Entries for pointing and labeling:

## Start

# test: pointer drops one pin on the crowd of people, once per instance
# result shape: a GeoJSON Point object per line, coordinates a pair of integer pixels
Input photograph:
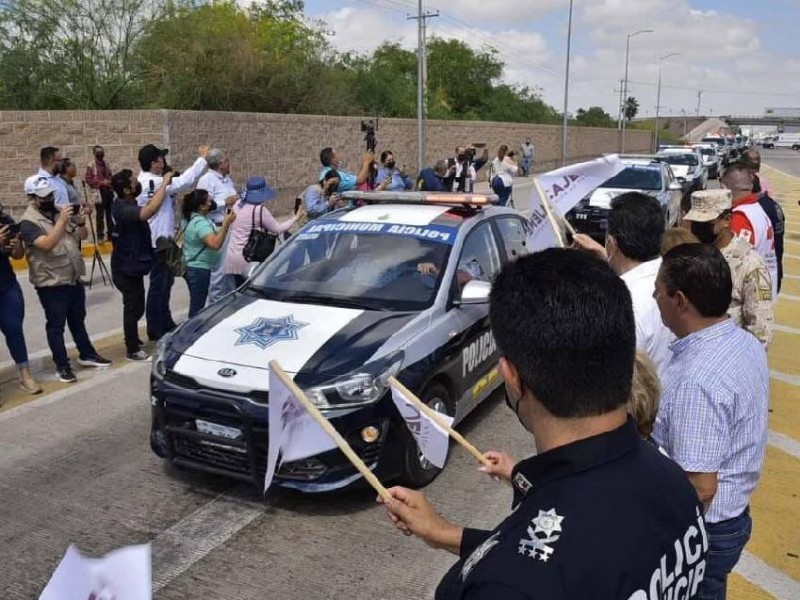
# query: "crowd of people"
{"type": "Point", "coordinates": [640, 369]}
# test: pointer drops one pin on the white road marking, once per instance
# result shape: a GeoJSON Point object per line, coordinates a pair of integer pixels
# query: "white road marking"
{"type": "Point", "coordinates": [178, 548]}
{"type": "Point", "coordinates": [785, 329]}
{"type": "Point", "coordinates": [785, 377]}
{"type": "Point", "coordinates": [772, 581]}
{"type": "Point", "coordinates": [99, 378]}
{"type": "Point", "coordinates": [784, 443]}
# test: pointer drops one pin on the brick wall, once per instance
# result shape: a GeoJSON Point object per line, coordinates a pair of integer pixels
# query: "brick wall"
{"type": "Point", "coordinates": [284, 148]}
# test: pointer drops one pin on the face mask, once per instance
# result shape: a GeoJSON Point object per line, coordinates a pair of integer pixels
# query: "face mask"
{"type": "Point", "coordinates": [704, 232]}
{"type": "Point", "coordinates": [47, 206]}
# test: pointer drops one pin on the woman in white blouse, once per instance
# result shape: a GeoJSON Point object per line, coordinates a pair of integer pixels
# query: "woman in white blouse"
{"type": "Point", "coordinates": [504, 168]}
{"type": "Point", "coordinates": [252, 212]}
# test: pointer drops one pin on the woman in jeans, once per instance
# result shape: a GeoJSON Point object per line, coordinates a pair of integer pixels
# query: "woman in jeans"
{"type": "Point", "coordinates": [252, 213]}
{"type": "Point", "coordinates": [201, 244]}
{"type": "Point", "coordinates": [12, 304]}
{"type": "Point", "coordinates": [505, 169]}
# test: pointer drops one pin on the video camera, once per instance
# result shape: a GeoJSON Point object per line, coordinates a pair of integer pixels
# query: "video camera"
{"type": "Point", "coordinates": [369, 127]}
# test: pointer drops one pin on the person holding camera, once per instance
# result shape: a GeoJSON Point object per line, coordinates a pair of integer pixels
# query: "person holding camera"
{"type": "Point", "coordinates": [133, 255]}
{"type": "Point", "coordinates": [152, 161]}
{"type": "Point", "coordinates": [12, 303]}
{"type": "Point", "coordinates": [399, 181]}
{"type": "Point", "coordinates": [504, 168]}
{"type": "Point", "coordinates": [201, 244]}
{"type": "Point", "coordinates": [55, 268]}
{"type": "Point", "coordinates": [98, 177]}
{"type": "Point", "coordinates": [464, 168]}
{"type": "Point", "coordinates": [347, 181]}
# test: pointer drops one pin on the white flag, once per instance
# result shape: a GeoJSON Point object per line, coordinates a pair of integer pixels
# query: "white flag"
{"type": "Point", "coordinates": [432, 440]}
{"type": "Point", "coordinates": [564, 188]}
{"type": "Point", "coordinates": [123, 574]}
{"type": "Point", "coordinates": [293, 433]}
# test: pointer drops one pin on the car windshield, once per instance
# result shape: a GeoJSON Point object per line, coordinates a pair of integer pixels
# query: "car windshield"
{"type": "Point", "coordinates": [636, 178]}
{"type": "Point", "coordinates": [680, 159]}
{"type": "Point", "coordinates": [358, 265]}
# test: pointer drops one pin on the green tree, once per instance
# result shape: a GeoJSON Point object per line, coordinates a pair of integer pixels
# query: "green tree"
{"type": "Point", "coordinates": [594, 117]}
{"type": "Point", "coordinates": [62, 54]}
{"type": "Point", "coordinates": [631, 108]}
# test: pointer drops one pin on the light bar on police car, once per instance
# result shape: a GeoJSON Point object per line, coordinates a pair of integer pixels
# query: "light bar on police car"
{"type": "Point", "coordinates": [446, 198]}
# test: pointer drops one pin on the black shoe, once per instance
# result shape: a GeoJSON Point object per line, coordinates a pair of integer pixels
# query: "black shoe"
{"type": "Point", "coordinates": [95, 361]}
{"type": "Point", "coordinates": [66, 375]}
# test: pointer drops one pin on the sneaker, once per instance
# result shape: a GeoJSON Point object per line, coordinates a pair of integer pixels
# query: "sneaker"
{"type": "Point", "coordinates": [95, 361]}
{"type": "Point", "coordinates": [66, 375]}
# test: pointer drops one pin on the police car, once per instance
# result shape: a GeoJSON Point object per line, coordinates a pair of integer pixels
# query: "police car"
{"type": "Point", "coordinates": [396, 285]}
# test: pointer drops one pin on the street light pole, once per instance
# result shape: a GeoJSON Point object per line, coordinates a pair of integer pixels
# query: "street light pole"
{"type": "Point", "coordinates": [625, 85]}
{"type": "Point", "coordinates": [658, 93]}
{"type": "Point", "coordinates": [566, 90]}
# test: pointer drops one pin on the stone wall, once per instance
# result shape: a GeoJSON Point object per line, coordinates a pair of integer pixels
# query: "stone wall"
{"type": "Point", "coordinates": [284, 148]}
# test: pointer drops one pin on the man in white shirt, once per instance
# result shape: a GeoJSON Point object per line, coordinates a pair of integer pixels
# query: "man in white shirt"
{"type": "Point", "coordinates": [162, 230]}
{"type": "Point", "coordinates": [50, 160]}
{"type": "Point", "coordinates": [633, 242]}
{"type": "Point", "coordinates": [220, 188]}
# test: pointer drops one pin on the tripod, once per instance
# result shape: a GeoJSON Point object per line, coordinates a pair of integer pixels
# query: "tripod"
{"type": "Point", "coordinates": [97, 259]}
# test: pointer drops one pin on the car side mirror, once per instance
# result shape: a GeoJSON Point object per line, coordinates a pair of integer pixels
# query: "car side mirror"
{"type": "Point", "coordinates": [475, 292]}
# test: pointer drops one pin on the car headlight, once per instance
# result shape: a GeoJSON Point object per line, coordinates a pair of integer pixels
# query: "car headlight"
{"type": "Point", "coordinates": [160, 356]}
{"type": "Point", "coordinates": [365, 386]}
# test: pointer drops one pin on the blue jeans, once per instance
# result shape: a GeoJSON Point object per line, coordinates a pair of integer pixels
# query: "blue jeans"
{"type": "Point", "coordinates": [726, 540]}
{"type": "Point", "coordinates": [12, 313]}
{"type": "Point", "coordinates": [65, 304]}
{"type": "Point", "coordinates": [197, 280]}
{"type": "Point", "coordinates": [159, 317]}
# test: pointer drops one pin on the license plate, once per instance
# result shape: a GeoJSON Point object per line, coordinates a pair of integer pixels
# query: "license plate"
{"type": "Point", "coordinates": [223, 431]}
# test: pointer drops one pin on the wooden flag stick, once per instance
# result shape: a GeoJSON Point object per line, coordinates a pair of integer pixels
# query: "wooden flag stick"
{"type": "Point", "coordinates": [548, 211]}
{"type": "Point", "coordinates": [437, 418]}
{"type": "Point", "coordinates": [331, 431]}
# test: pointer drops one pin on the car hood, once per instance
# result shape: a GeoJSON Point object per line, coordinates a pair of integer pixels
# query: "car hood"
{"type": "Point", "coordinates": [602, 197]}
{"type": "Point", "coordinates": [321, 342]}
{"type": "Point", "coordinates": [680, 170]}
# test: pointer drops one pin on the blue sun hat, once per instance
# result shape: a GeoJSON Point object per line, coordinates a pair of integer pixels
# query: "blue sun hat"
{"type": "Point", "coordinates": [257, 191]}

## End

Request: Can you output all of the lines above as a JSON list of strings, one string per line, skipping blank lines and leaving out the pictures?

Result of this task:
[
  "# test: pointer drops one pin on the crowd of people, once per instance",
  "# result shape: a GeoJSON Point object per line, coordinates a pair of integer pixels",
  "Input photograph:",
  "# query: \"crowd of people\"",
  "{\"type\": \"Point\", \"coordinates\": [640, 369]}",
  "# test: pointer drops one pin on the white road marking, once per instance",
  "# result shape: a GeoJSON Point object per line, coordinates a pair of integer pixels",
  "# query: \"white road marking\"",
  "{\"type\": \"Point\", \"coordinates\": [178, 548]}",
  "{\"type\": \"Point\", \"coordinates\": [785, 329]}",
  "{\"type\": \"Point\", \"coordinates\": [785, 377]}",
  "{\"type\": \"Point\", \"coordinates\": [772, 581]}",
  "{\"type\": \"Point\", \"coordinates\": [99, 378]}",
  "{\"type\": \"Point\", \"coordinates\": [784, 443]}",
  "# test: pointer drops one pin on the brick wall, once per instance",
  "# result shape: a GeoJSON Point object per line, coordinates a pair of integer pixels",
  "# query: \"brick wall\"",
  "{\"type\": \"Point\", \"coordinates\": [284, 148]}",
  "# test: pointer drops one pin on the face mask, once per instance",
  "# result shape: a GeoJSON Point object per line, coordinates a pair of integer pixels",
  "# query: \"face mask\"",
  "{\"type\": \"Point\", \"coordinates\": [704, 232]}",
  "{\"type\": \"Point\", \"coordinates\": [47, 206]}",
  "# test: pointer drops one pin on the woman in white blouse, once per instance",
  "# result shape: a GeoJSON Point object per line, coordinates a pair of integer pixels",
  "# query: \"woman in white blouse\"",
  "{\"type\": \"Point\", \"coordinates\": [504, 168]}",
  "{\"type\": \"Point\", \"coordinates\": [252, 212]}",
  "# test: pointer drops one pin on the woman in jeans, once per instance",
  "# result shape: a GeoJSON Point object per line, coordinates a pair of integer pixels",
  "# query: \"woman in jeans\"",
  "{\"type\": \"Point\", \"coordinates\": [252, 213]}",
  "{\"type\": \"Point\", \"coordinates\": [201, 244]}",
  "{\"type\": \"Point\", \"coordinates\": [12, 304]}",
  "{\"type\": \"Point\", \"coordinates\": [505, 169]}",
  "# test: pointer drops one pin on the video camera, once per instance",
  "# result shape: a GeoJSON Point object per line, coordinates a pair of integer pixels",
  "# query: \"video camera\"",
  "{\"type\": \"Point\", \"coordinates\": [369, 127]}",
  "# test: pointer drops one pin on the person holding camera, once per instance",
  "# result shape: a GeoJSON Point object per line, coordinates a pair of integer pixels",
  "# query: \"person holding camera\"",
  "{\"type\": \"Point\", \"coordinates\": [133, 255]}",
  "{\"type\": \"Point\", \"coordinates\": [152, 161]}",
  "{\"type\": \"Point\", \"coordinates\": [12, 303]}",
  "{\"type\": \"Point\", \"coordinates\": [399, 181]}",
  "{\"type\": \"Point\", \"coordinates\": [504, 168]}",
  "{\"type\": \"Point\", \"coordinates\": [201, 244]}",
  "{\"type\": \"Point\", \"coordinates\": [55, 268]}",
  "{\"type\": \"Point\", \"coordinates\": [98, 177]}",
  "{\"type\": \"Point\", \"coordinates\": [464, 168]}",
  "{\"type\": \"Point\", \"coordinates\": [347, 181]}",
  "# test: pointer drops one pin on the white flag, once per instance",
  "# result shape: a GeoJSON Point object per line, coordinates a pair of integer pixels",
  "# query: \"white flag\"",
  "{\"type\": \"Point\", \"coordinates\": [432, 440]}",
  "{\"type\": \"Point\", \"coordinates\": [564, 188]}",
  "{\"type\": \"Point\", \"coordinates\": [123, 574]}",
  "{\"type\": \"Point\", \"coordinates\": [293, 433]}",
  "# test: pointer drops one pin on the car windshield, once per instance",
  "# result shape: a GeoJSON Point object per line, coordinates a pair of integer pixels",
  "# query: \"car windshield\"",
  "{\"type\": \"Point\", \"coordinates\": [636, 178]}",
  "{\"type\": \"Point\", \"coordinates\": [680, 159]}",
  "{\"type\": \"Point\", \"coordinates\": [358, 265]}",
  "# test: pointer drops one pin on the green tree, once per instance",
  "# result shape: a GeoJSON Point object per line, coordinates a pair of integer pixels",
  "# query: \"green tree\"",
  "{\"type\": \"Point\", \"coordinates\": [594, 117]}",
  "{\"type\": \"Point\", \"coordinates\": [62, 54]}",
  "{\"type\": \"Point\", \"coordinates\": [631, 108]}",
  "# test: pointer drops one pin on the light bar on police car, once per instance",
  "# result shape: a GeoJSON Point object per line, coordinates a pair of integer pixels",
  "# query: \"light bar on police car\"",
  "{\"type\": \"Point\", \"coordinates\": [446, 198]}",
  "# test: pointer drops one pin on the black shoe, once per instance",
  "# result shape: a GeoJSON Point object per line, coordinates a pair of integer pixels",
  "# query: \"black shoe\"",
  "{\"type\": \"Point\", \"coordinates\": [95, 361]}",
  "{\"type\": \"Point\", \"coordinates\": [66, 375]}",
  "# test: pointer drops one pin on the sneaker, once per instance",
  "# result shape: a GeoJSON Point object per line, coordinates a pair of integer pixels",
  "# query: \"sneaker\"",
  "{\"type\": \"Point\", \"coordinates\": [95, 361]}",
  "{\"type\": \"Point\", \"coordinates\": [66, 375]}",
  "# test: pointer drops one pin on the police car, once per instance",
  "# result shape: a GeoJSON Point object per line, coordinates a pair of integer pixels",
  "# query: \"police car\"",
  "{\"type\": \"Point\", \"coordinates\": [396, 285]}",
  "# test: pointer drops one pin on the street light pole, once per instance",
  "# result shape: a GeoJSON Point object per line, coordinates a pair of integer pixels",
  "# query: \"street light pole\"",
  "{\"type\": \"Point\", \"coordinates\": [625, 85]}",
  "{\"type\": \"Point\", \"coordinates\": [658, 93]}",
  "{\"type\": \"Point\", \"coordinates\": [566, 90]}",
  "# test: pointer drops one pin on the stone wall, once per instance",
  "# result shape: a GeoJSON Point object per line, coordinates a pair of integer pixels",
  "# query: \"stone wall\"",
  "{\"type\": \"Point\", \"coordinates\": [284, 148]}",
  "# test: pointer drops one pin on the man in white shirt, once per instance",
  "# result shape: a GeoJSON Point object per line, coordinates a pair of integer pixels",
  "# query: \"man in white shirt\"",
  "{\"type\": \"Point\", \"coordinates\": [162, 230]}",
  "{\"type\": \"Point\", \"coordinates\": [50, 160]}",
  "{\"type\": \"Point\", \"coordinates\": [633, 242]}",
  "{\"type\": \"Point\", \"coordinates\": [220, 188]}",
  "# test: pointer drops one pin on the tripod, once per instance",
  "# result shape: a GeoJSON Point object per line, coordinates a pair of integer pixels",
  "# query: \"tripod\"",
  "{\"type\": \"Point\", \"coordinates\": [97, 259]}",
  "# test: pointer drops one pin on the car side mirror, once per instance",
  "# result shape: a GeoJSON Point object per line, coordinates a pair of integer pixels",
  "# query: \"car side mirror\"",
  "{\"type\": \"Point\", \"coordinates\": [475, 292]}",
  "# test: pointer drops one pin on the car headlight, once per instance",
  "# result shape: a GeoJSON Point object per line, coordinates a pair of integer pixels",
  "# query: \"car headlight\"",
  "{\"type\": \"Point\", \"coordinates\": [160, 356]}",
  "{\"type\": \"Point\", \"coordinates\": [365, 386]}",
  "# test: pointer drops one pin on the blue jeans, once per instance",
  "# result shape: a GeoJSON Point object per line, coordinates a pair of integer pixels",
  "# query: \"blue jeans\"",
  "{\"type\": \"Point\", \"coordinates\": [726, 540]}",
  "{\"type\": \"Point\", \"coordinates\": [12, 313]}",
  "{\"type\": \"Point\", \"coordinates\": [65, 304]}",
  "{\"type\": \"Point\", \"coordinates\": [197, 280]}",
  "{\"type\": \"Point\", \"coordinates\": [159, 317]}",
  "# test: pointer drops one pin on the license plate, once per instance",
  "# result shape: a GeoJSON Point object per line, coordinates a pair of integer pixels",
  "# query: \"license plate\"",
  "{\"type\": \"Point\", \"coordinates\": [223, 431]}",
  "# test: pointer drops one pin on the wooden flag stick, once per instance",
  "# result shape: a GeoJSON Point object per line, coordinates a pair of integer pixels",
  "# query: \"wooden flag stick\"",
  "{\"type\": \"Point\", \"coordinates\": [548, 211]}",
  "{\"type\": \"Point\", \"coordinates\": [437, 418]}",
  "{\"type\": \"Point\", \"coordinates\": [331, 431]}",
  "# test: pointer drops one pin on the car hood, once per instance",
  "# result shape: a GeoJSON Point object per line, coordinates a pair of integer pixels",
  "# query: \"car hood\"",
  "{\"type\": \"Point\", \"coordinates\": [602, 197]}",
  "{\"type\": \"Point\", \"coordinates\": [321, 342]}",
  "{\"type\": \"Point\", \"coordinates\": [680, 170]}",
  "# test: pointer drops one pin on the blue sun hat, once per instance",
  "# result shape: a GeoJSON Point object per line, coordinates a pair of integer pixels",
  "# query: \"blue sun hat\"",
  "{\"type\": \"Point\", \"coordinates\": [257, 191]}"
]